EXERCISE PASSAGE below:
And this is a goddamn shame. Because we need to be reminded of this legacy of absolute failure, and the way that the parasitic counter-terrorism security state is choking the life out of our democracy (he says, as clouds of teargas drift through Seattle and Portland). And there is a very solid realpolitik analysis to be made here, about which factions have power within states, be they intelligence agencies or extremist cells or the people, and the balance of power between the Gulf Monarchies, Iran, Israel, Saddam Hussein's Iraq, America, Turkey, NATO, Russia, China etc..., and how this is leading us all down a bloody road, but Blumenthal isn't quite objective enough to make the case. And I sympathize, Blumenthal is an ADL designated anti-Semite (for the record, the ADL needs to chillax on officially designating people anti-Semites), and he's been writing stories the Israel government would rather not have published his entire career. But the web of treachery is too big to be adequately explained in this short book.
The weak version of the the book's thesis is simply: 9/11 was the direct result of American blowback, the end result of Zbigniew Brzezinski's ploy to cripple the USSR in Afghanistan by supplying and training proxy militias of Salafi extremists, which would eventually grow into Al Qaeda. We all know the consequences: 9/11, the invasion of Iraq, a never ending imperial quagmire. Worse, "giving Muslim extremists guns and money and hoping for the best" has become the bipartisan foreign policy establishment's go to plan despite the fact that it never ever works, leaving shattered countries, a maze of atrocities on all sides, seas of refugees, and right-wing populist backlashes to the refugees.
End of EXERCISE PASSAGE.
## WHAT TO WORK ON
(1) In the book review, whose plan to cripple the USSR in Afghanistan does the weak version of the book's thesis say led to 9/11?
(2) Switch "refugees" to "migrants" and write out the stretch of the book review from "The weak version" through "to the refugees.".
(3) Proceed with the book review from the point where it stops.
The listing has no role in this work.
INFORMATION below:
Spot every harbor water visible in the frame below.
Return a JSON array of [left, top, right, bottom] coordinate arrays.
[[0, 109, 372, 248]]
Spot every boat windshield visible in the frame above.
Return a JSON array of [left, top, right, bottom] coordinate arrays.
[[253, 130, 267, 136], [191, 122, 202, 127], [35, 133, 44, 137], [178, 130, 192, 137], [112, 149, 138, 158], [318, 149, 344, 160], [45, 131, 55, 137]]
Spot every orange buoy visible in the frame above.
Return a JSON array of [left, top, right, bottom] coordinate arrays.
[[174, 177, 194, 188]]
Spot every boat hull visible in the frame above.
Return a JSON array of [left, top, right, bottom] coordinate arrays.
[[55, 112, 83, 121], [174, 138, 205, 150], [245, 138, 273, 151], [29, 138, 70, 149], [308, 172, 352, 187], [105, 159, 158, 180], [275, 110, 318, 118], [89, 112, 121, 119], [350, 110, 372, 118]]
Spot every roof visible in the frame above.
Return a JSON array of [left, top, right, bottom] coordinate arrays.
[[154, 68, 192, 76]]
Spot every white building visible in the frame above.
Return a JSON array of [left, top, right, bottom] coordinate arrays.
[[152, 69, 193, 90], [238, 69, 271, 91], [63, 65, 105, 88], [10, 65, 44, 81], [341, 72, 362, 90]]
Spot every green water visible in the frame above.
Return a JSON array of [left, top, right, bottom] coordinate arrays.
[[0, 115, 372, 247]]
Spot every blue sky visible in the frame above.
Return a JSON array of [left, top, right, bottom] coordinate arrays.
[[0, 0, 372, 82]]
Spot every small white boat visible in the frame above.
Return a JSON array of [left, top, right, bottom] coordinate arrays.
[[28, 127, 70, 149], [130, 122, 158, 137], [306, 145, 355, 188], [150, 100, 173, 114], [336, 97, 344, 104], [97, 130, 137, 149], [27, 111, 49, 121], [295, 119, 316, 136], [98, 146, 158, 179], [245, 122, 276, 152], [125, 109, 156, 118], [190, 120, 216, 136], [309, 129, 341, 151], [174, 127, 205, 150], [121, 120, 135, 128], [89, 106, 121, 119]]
End of INFORMATION.
## ANSWER SECTION
(1) Zbigniew Brzezinski's.

(2)
The weak version of the the book's thesis is simply: 9/11 was the direct result of American blowback, the end result of Zbigniew Brzezinski's ploy to cripple the USSR in Afghanistan by supplying and training proxy militias of Salafi extremists, which would eventually grow into Al Qaeda. We all know the consequences: 9/11, the invasion of Iraq, a never ending imperial quagmire. Worse, "giving Muslim extremists guns and money and hoping for the best" has become the bipartisan foreign policy establishment's go to plan despite the fact that it never ever works, leaving shattered countries, a maze of atrocities on all sides, seas of migrants, and right-wing populist backlashes to the migrants.

(3)
The weak version of the thesis is well worth attending to, especially claims of contacts between Al Qaeda and Western intelligence agencies in the period leading up to 9/11. There's also hints of a very important book about the nature of American governance in the early part of the 21st century, a kind of nightmare hydra of self-proclaimed 'counter-terrorism experts' laundering credibility through a revolving series of government, academic, thinktank, and media posts to justify imperial expeditions no matter who sits in the White House. That Project for a New American Century ghouls (remember PNAC?) and humanitarian interventionists like Hillary Clinton and Samantha Powers could come to the same means and ends is worth considering in full.
The problem is the strong version of the thesis. If this bipartisan foreign policy has been one of the major contributors to human misery in the 21st century, it is evil, and therefore anybody who opposes it is... well good might be too far, but righteous perhaps? It's the same kind of blinkered thinking that leads to the CIA handing weapons to Salafi extremists, and it puts Blumenthal in the same corner as Assad, Putin, and Trump, and renders his analysis crude and conspiratorial.
And this is a goddamn shame. Because we need to be reminded of this legacy of absolute failure, and the way that the parasitic counter-terrorism security state is choking the life out of our democracy (he says, as clouds of teargas drift through Seattle and Portland). And there is a very solid realpolitik analysis to be made here, about which factions have power within states, be they intelligence agencies or extremist cells or the people, and the balance of power between the Gulf Monarchies, Iran, Israel, Saddam Hussein's Iraq, America, Turkey, NATO, Russia, China etc..., and how this is leading us all down a bloody road, but Blumenthal isn't quite objective enough to make the case. And I sympathize, Blumenthal is an ADL designated anti-Semite (for the record, the ADL needs to chillax on officially designating people anti-Semites), and he's been writing stories the Israel government would rather not have published his entire career. But the web of treachery is too big to be adequately explained in this short book.